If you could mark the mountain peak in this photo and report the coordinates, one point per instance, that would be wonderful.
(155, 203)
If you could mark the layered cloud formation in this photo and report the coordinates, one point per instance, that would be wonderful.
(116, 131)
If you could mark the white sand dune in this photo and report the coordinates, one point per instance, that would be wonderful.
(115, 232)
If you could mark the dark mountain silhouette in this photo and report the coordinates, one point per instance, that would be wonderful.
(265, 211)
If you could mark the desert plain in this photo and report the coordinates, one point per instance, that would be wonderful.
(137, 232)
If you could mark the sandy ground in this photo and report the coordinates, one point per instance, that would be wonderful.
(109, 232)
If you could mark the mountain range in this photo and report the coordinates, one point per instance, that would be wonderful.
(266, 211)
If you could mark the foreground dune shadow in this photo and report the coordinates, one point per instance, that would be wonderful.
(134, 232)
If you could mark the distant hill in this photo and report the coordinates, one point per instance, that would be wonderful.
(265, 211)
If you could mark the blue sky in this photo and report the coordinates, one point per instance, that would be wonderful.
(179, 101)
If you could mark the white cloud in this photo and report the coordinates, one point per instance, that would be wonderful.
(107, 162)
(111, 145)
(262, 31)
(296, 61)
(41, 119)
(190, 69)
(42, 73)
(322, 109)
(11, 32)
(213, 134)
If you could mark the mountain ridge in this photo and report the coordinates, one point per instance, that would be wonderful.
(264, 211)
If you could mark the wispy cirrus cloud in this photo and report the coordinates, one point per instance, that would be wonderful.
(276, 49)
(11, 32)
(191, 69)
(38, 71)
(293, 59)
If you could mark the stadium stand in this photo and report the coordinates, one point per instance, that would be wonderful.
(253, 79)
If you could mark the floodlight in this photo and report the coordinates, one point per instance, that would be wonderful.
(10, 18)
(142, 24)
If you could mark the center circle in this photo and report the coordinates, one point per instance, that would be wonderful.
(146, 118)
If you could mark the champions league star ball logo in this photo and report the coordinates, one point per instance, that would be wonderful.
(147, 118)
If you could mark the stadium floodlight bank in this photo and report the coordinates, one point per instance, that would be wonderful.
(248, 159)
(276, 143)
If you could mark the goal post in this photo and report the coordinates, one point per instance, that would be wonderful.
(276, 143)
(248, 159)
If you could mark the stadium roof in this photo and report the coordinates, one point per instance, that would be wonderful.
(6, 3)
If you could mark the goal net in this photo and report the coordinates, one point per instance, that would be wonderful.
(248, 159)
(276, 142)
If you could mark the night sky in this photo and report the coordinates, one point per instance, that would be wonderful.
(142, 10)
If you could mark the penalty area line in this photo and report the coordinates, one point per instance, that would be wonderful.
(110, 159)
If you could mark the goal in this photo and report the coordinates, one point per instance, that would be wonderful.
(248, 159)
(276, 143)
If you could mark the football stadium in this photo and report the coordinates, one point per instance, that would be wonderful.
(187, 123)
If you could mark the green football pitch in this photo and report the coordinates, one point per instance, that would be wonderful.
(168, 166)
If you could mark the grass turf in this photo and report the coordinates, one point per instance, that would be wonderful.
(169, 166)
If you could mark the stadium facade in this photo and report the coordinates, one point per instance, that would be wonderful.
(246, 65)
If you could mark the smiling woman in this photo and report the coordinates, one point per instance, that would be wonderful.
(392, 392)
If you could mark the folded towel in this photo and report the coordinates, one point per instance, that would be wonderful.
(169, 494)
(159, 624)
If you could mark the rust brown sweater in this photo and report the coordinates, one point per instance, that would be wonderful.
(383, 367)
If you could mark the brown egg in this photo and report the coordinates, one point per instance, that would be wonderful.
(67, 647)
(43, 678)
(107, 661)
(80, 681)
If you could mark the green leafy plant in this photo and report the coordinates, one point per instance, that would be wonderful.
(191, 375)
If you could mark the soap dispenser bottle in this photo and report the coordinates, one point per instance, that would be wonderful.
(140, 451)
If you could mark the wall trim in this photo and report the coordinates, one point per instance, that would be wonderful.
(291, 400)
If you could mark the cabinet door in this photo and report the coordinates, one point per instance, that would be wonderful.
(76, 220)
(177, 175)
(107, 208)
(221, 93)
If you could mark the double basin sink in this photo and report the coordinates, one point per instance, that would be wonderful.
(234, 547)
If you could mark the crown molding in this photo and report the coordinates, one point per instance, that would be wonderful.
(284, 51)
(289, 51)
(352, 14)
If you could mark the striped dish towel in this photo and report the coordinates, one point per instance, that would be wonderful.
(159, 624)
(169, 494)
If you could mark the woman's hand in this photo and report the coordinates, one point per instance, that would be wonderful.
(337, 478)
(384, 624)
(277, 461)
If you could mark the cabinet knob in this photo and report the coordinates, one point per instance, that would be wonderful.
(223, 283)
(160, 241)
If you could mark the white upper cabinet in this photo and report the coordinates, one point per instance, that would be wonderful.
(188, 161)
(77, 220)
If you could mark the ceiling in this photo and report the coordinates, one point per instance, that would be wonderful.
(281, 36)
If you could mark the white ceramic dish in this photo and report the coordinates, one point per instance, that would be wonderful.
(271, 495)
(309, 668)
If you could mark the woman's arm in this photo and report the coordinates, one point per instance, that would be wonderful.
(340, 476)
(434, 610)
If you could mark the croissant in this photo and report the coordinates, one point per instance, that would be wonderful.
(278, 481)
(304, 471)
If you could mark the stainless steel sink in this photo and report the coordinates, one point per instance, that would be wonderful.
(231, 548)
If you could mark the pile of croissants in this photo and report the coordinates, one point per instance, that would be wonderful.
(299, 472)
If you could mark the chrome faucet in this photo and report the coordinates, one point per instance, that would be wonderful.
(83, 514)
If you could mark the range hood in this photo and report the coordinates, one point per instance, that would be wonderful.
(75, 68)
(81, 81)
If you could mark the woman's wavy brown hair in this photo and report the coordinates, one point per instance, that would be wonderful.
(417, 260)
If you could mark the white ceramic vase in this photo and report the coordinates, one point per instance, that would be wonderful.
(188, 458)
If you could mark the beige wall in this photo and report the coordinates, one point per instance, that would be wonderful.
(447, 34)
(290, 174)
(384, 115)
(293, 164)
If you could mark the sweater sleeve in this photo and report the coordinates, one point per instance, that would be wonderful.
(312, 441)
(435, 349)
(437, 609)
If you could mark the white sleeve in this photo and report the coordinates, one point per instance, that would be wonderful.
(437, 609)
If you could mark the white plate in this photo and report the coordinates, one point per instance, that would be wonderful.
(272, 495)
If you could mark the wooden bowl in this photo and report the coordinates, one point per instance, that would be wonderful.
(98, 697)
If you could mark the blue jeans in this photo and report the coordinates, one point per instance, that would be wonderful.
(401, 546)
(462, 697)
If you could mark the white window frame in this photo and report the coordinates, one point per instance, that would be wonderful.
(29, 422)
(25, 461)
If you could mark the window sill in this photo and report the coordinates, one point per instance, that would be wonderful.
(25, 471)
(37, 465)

• • • • • • •

Using the entries above, please restate each one word for word.

If you could mark the mountain peak in this photo and report the coordinates, one point per instance, that would be wonderful.
(155, 203)
If you could mark the layered cloud formation in this photo and report the coordinates, one point per instance, that would be wonderful.
(116, 131)
If you could mark the white sand dune in this photo and report the coordinates, one point per instance, that would be wonderful.
(115, 232)
If you could mark the dark mountain silhouette in this photo and report the coordinates, one point per instance, that would be wonderful.
(265, 211)
If you could mark the desert plain in this photo and report the coordinates, one point per instance, that would be wonderful.
(137, 232)
If you could mark the sandy ground in this photo and report the coordinates, one point per instance, that would be wonderful.
(109, 232)
If you could mark the mountain range in this photo and report the coordinates, one point per instance, that would be wonderful.
(266, 211)
If you could mark the foreground dune shadow in this photo and report the coordinates, one point per instance, that would be wonderful.
(134, 232)
If you could mark the distant hill in this photo and report the coordinates, one point per instance, that would be wonderful.
(265, 211)
If you could mark the blue sky in this photo and report the coordinates, one point per instance, that would be wonderful.
(179, 101)
If you could mark the white cloud in this photo and report the coordinates, one point per instance, that would be wonderful.
(107, 162)
(111, 145)
(262, 31)
(296, 61)
(41, 119)
(190, 69)
(42, 73)
(322, 109)
(11, 32)
(213, 134)
If you could mark the mountain ridge in this photo and report the coordinates, one point per instance, that would be wonderful.
(264, 211)
If you could mark the wispy cirrus cloud in this photo and report the coordinates, one point per instance, that would be wonderful.
(276, 49)
(11, 32)
(191, 69)
(38, 71)
(293, 59)
If you could mark the stadium stand in this photo and report the coordinates, one point per instance, that would be wonderful.
(253, 79)
If you could mark the floodlight in this photo and report the coordinates, one point per instance, that would be wonderful.
(10, 18)
(142, 24)
If you could mark the center circle in this photo and report the coordinates, one point per instance, that would be wonderful.
(146, 118)
If you could mark the champions league star ball logo in this photo and report the coordinates, one point per instance, that would be wonderful.
(147, 118)
If you could mark the stadium floodlight bank in this photo and report the coordinates, one point per instance, that would be wonderful.
(248, 159)
(276, 143)
If you could mark the goal post in this photo and report the coordinates, one point per instance, that would be wonderful.
(276, 143)
(248, 159)
If you could mark the stadium roof in this photo and report the coordinates, one point per instance, that would be wonderful.
(6, 3)
If you could mark the goal net in this photo and report the coordinates, one point per instance, that would be wonderful.
(248, 159)
(276, 142)
If you could mark the night sky in this photo and report the coordinates, one point per instance, that would be wonderful.
(142, 10)
If you could mark the penalty area line in this photo and report the coordinates, one point per instance, that would be wonderful.
(110, 159)
If you could mark the goal in this photo and report the coordinates, one point per instance, that would be wonderful.
(248, 159)
(276, 143)
If you could mark the football stadium in this photo and report the coordinates, one point per instance, that would be wonderful.
(187, 123)
If you could mark the green football pitch in this photo and report the coordinates, one point per instance, that would be wonderful.
(168, 166)
If you could mark the grass turf in this photo and report the coordinates, one point per instance, that would be wonderful.
(169, 166)
If you could mark the stadium facade in this photo and report the coordinates, one point per instance, that would be wonderful.
(246, 65)
If you could mark the smiling woman in this photo and report the coordinates, one point per instance, that would be wonderful.
(392, 392)
If you could mark the folded towel in this photo and report the coordinates, one point per instance, that would be wonderful.
(169, 494)
(159, 624)
If you could mark the rust brown sweater in this photo and report the coordinates, one point per instance, that would be wonderful.
(383, 367)
If you could mark the brown egg in this photo and report the coordinates, one point per instance, that would be wonderful.
(67, 647)
(43, 678)
(107, 661)
(80, 681)
If you could mark the green leafy plant in this photo and report the coordinates, one point per instance, that would be wonderful.
(191, 375)
If you could mark the soap dispenser bottle in this photo and report the coordinates, one point per instance, that would be wonderful.
(140, 451)
If you could mark the wall trim in this photo and report the coordinates, one point per instance, that would be wonderful.
(291, 400)
If you could mark the cabinet door in this photo and report the coordinates, one point per instance, that would be wonderful.
(76, 220)
(177, 175)
(107, 208)
(221, 93)
If you could mark the double basin sink in this photo and report the coordinates, one point per instance, that would be wonderful.
(234, 547)
If you could mark the crown molding in this photo and report the coordinates, one point per instance, that would be wonderful.
(284, 51)
(289, 51)
(352, 14)
If you could mark the striped dish towel in this photo and report the coordinates, one point per instance, that would be wonderful.
(159, 624)
(169, 494)
If you could mark the woman's hand in this photo and report the coordinates, one point per instance, that would be wonderful.
(337, 478)
(384, 624)
(277, 461)
If you could mark the cabinet knob in this photo and report the coordinates, one point per instance, that would be wonderful.
(223, 283)
(160, 241)
If you could mark the white upper cabinet in this photo and report the coordinates, one point per instance, that would be wonderful.
(188, 161)
(77, 220)
If you could mark the ceiling in this photo and report the coordinates, one point per instance, that would be wonderful.
(281, 36)
If you could mark the white ceramic dish in this photo and report the coordinates, one point per instance, that would be wonderful.
(271, 495)
(309, 668)
If you could mark the woman's arm in this photo and report the coordinates, one point per instance, that would be wonderful.
(340, 476)
(434, 610)
If you could mark the croissant in this photo and report the coordinates, one point per instance, that would be wonderful.
(278, 481)
(304, 471)
If you could mark the stainless steel sink in this photo and report the coordinates, one point per instance, that would be wonderful.
(231, 548)
If you could mark the pile of croissants in this photo and report the coordinates, one point per instance, that would be wonderful.
(299, 472)
If you could mark the chrome faucet in this photo and report the coordinates, one point per instance, that would be wonderful.
(83, 514)
If you could mark the range hood in this photo and report the coordinates, one point per instance, that would be wonderful.
(75, 68)
(81, 81)
If you could mark the woman's wavy brown hair in this photo and report the coordinates, one point per instance, that would be wonderful.
(417, 260)
If you could mark the white ceramic vase in this photo and report the coordinates, one point per instance, that would be wonderful.
(188, 458)
If you could mark the beige wall in this photo and report the coordinates, one point per instance, that would be wonderful.
(447, 34)
(290, 174)
(384, 115)
(293, 164)
If you could mark the sweater sleeve in this photo and report the coordinates, one point per instance, that would be wonderful.
(312, 441)
(435, 349)
(437, 609)
If you could mark the white sleeve in this photo and report the coordinates, one point per instance, that would be wonderful.
(437, 609)
If you could mark the white plate in this photo and report the coordinates, one point per instance, that would be wonderful.
(272, 495)
If you could mark the wooden bowl in this photo and report the coordinates, one point per instance, that would be wonderful.
(98, 697)
If you could mark the blue jeans in this photo and report the coordinates, one point per instance, that would be wonderful.
(401, 546)
(462, 697)
If you could mark the white window frame in this photo and report the coordinates, one point per instance, that would be wonderful.
(29, 422)
(25, 461)
If you could mark the window sill in this photo and report the coordinates, one point per instance, that would be wonderful.
(25, 471)
(37, 465)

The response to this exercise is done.